- DIRECTION -
Exactly as written, transcribe the lines that run from the one containing "target | letter p on sign" to the end of the records below.

Point-based annotation data
▼
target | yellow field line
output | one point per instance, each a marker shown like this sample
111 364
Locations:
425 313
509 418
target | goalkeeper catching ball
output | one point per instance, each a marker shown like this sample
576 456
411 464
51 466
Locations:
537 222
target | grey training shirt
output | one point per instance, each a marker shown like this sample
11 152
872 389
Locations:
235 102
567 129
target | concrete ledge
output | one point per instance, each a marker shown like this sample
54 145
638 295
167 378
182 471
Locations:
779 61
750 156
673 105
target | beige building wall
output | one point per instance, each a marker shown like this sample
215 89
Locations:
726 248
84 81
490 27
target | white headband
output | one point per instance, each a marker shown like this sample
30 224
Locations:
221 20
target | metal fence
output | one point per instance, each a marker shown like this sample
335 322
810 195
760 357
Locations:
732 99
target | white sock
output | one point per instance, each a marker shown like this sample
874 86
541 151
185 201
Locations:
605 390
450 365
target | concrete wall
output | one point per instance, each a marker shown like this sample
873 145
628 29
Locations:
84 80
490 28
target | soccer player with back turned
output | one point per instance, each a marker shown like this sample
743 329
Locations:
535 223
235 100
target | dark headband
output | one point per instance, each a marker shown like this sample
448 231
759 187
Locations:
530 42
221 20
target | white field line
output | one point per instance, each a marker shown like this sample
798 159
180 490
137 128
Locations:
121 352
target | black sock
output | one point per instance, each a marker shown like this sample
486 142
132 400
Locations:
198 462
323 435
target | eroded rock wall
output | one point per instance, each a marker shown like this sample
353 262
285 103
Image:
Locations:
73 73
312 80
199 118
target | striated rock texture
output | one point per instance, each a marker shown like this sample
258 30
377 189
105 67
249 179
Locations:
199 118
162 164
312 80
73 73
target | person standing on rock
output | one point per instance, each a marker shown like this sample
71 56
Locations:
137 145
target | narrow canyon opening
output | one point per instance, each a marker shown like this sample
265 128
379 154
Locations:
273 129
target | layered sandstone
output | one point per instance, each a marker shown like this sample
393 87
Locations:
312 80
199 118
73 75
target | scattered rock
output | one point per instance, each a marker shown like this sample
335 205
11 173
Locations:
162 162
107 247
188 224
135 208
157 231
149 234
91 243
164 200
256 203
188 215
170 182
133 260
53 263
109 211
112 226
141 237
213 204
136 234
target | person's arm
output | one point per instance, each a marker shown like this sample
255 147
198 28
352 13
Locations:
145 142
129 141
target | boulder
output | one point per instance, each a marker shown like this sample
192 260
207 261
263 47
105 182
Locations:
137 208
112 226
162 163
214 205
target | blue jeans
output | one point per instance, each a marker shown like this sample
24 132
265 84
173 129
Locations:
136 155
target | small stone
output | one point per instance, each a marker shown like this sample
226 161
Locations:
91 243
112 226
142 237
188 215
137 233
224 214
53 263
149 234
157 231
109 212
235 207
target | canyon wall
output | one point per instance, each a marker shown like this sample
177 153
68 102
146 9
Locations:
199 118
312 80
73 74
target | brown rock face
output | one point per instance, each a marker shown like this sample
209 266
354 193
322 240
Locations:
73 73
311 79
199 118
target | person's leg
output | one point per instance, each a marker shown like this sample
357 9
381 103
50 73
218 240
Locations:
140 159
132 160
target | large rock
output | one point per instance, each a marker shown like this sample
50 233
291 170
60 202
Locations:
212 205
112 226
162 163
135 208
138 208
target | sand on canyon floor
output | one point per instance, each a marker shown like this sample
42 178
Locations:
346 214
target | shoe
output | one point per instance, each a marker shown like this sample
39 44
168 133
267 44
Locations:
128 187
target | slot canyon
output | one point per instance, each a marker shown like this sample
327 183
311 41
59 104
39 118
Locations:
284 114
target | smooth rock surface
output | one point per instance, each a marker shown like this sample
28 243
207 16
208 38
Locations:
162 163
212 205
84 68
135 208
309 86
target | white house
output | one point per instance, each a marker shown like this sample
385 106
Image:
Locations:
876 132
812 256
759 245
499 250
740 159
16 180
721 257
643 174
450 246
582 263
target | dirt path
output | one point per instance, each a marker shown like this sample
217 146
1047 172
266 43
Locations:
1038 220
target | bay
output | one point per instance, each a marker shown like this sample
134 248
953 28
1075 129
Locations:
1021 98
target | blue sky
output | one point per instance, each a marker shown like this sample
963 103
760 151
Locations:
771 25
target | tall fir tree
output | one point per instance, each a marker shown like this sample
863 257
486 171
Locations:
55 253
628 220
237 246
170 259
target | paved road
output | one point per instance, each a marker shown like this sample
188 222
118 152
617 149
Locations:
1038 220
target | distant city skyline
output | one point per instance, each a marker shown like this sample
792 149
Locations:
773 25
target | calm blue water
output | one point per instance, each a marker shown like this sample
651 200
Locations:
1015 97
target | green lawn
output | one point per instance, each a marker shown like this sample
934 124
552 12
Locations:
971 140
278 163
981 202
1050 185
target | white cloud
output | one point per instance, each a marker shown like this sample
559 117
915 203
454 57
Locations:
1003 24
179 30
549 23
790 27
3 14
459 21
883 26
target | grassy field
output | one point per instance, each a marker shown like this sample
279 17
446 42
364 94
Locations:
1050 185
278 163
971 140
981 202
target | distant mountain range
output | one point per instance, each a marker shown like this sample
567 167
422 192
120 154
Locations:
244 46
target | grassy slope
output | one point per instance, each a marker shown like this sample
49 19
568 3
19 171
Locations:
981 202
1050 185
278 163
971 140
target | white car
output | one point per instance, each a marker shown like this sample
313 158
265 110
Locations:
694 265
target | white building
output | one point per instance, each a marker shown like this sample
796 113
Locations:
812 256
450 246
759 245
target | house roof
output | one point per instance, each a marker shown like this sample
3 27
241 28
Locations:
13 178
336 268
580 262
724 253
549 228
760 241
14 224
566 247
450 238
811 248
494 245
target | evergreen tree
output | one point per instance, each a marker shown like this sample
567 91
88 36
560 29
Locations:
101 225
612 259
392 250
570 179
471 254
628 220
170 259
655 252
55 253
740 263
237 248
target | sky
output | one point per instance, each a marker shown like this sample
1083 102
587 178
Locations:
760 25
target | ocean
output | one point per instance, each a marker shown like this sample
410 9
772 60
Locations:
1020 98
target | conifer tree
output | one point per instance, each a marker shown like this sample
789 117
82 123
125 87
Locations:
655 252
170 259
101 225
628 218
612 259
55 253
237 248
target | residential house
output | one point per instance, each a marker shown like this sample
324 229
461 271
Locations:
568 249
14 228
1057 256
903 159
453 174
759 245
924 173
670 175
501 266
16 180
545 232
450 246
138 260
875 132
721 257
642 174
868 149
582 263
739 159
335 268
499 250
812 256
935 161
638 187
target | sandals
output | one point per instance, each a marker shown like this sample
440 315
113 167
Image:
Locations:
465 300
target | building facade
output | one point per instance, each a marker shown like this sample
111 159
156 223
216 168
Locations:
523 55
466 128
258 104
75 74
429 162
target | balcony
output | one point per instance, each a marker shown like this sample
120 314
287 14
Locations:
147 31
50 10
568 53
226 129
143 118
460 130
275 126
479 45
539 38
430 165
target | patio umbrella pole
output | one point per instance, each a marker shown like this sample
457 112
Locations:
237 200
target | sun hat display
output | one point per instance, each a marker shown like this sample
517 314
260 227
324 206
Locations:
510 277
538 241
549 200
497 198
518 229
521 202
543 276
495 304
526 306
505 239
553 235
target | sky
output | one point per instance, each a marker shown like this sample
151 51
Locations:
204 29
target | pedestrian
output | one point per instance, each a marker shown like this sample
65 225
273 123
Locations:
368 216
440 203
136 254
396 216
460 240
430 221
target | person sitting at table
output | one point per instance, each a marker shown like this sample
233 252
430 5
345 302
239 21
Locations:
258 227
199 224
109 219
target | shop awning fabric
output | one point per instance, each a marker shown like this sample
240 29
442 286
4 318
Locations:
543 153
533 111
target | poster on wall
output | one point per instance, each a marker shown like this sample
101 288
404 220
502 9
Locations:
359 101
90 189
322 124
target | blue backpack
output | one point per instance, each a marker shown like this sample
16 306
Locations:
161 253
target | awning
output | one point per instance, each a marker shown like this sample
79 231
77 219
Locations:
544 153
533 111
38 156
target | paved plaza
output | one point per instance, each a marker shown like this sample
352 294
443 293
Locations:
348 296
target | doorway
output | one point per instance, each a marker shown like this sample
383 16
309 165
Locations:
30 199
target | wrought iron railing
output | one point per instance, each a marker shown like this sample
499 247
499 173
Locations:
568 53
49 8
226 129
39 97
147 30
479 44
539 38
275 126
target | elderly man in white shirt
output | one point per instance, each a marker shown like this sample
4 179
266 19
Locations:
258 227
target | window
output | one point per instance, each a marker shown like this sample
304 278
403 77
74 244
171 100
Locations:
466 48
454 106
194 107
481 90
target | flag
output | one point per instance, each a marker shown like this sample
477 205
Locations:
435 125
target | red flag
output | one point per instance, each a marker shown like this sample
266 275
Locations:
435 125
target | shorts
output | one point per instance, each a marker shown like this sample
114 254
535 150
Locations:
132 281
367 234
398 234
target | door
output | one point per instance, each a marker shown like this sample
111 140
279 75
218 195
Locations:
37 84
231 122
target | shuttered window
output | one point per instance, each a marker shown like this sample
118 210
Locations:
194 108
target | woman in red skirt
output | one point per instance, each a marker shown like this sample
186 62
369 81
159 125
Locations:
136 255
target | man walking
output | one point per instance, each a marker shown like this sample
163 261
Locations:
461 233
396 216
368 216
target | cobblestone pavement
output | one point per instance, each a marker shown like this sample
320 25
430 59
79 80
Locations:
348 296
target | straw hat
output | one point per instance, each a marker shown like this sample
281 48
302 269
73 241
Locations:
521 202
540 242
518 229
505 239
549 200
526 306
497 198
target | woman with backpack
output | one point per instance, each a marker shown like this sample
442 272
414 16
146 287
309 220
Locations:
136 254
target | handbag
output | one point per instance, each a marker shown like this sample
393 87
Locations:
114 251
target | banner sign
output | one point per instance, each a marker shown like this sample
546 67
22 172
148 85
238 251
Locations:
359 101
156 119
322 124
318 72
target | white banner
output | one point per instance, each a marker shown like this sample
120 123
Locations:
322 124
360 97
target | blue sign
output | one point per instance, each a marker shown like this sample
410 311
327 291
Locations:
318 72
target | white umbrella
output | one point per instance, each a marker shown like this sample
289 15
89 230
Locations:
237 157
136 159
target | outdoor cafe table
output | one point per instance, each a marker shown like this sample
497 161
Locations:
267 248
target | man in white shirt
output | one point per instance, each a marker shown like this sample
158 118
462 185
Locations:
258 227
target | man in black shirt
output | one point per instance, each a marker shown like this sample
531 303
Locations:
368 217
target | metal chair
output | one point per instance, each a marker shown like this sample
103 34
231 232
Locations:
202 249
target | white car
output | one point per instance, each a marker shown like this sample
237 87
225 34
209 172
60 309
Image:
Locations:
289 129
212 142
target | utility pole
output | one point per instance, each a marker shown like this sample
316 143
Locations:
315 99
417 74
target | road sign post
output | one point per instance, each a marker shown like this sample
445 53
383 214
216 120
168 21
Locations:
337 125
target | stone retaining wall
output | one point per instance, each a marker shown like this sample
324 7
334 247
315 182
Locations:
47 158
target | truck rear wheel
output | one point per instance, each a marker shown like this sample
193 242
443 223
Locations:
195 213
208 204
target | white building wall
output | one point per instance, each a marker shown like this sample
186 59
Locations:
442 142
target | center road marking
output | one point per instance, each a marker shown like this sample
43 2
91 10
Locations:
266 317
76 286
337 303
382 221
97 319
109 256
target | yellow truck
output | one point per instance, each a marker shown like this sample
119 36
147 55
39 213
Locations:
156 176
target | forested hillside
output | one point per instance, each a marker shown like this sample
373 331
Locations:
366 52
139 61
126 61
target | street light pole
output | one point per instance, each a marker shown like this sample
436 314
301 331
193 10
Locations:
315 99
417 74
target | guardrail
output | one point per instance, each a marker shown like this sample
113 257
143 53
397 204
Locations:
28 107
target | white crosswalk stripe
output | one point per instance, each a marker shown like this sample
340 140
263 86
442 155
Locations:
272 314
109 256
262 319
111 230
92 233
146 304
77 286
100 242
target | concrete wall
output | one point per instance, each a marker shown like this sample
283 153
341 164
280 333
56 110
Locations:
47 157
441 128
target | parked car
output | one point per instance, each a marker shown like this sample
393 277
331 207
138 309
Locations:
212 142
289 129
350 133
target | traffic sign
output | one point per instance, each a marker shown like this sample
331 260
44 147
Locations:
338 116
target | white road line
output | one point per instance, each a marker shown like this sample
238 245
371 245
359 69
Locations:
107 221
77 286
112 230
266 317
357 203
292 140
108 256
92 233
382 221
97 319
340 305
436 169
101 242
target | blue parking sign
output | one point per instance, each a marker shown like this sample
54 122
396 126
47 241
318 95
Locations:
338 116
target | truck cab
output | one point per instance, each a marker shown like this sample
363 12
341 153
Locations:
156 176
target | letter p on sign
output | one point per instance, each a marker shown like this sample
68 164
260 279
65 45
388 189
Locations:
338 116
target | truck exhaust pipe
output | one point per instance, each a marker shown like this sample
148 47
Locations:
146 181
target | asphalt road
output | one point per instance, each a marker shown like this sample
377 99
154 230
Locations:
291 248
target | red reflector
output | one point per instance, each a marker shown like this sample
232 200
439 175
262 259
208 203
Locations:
▲
- IN RESPONSE -
target | letter p on sign
output | one point per instance, each a marker shown like this sample
68 164
260 279
65 45
388 189
Locations:
338 116
target | truck exhaust pipe
output | one point per instance, each a marker shown like this sample
148 47
Locations:
146 181
target | asphalt road
output | one point per instance, each a marker shown like this sample
377 99
154 230
Locations:
291 248
target | red reflector
output | one point per instance, each a marker shown like this sample
232 200
439 175
262 259
208 203
Locations:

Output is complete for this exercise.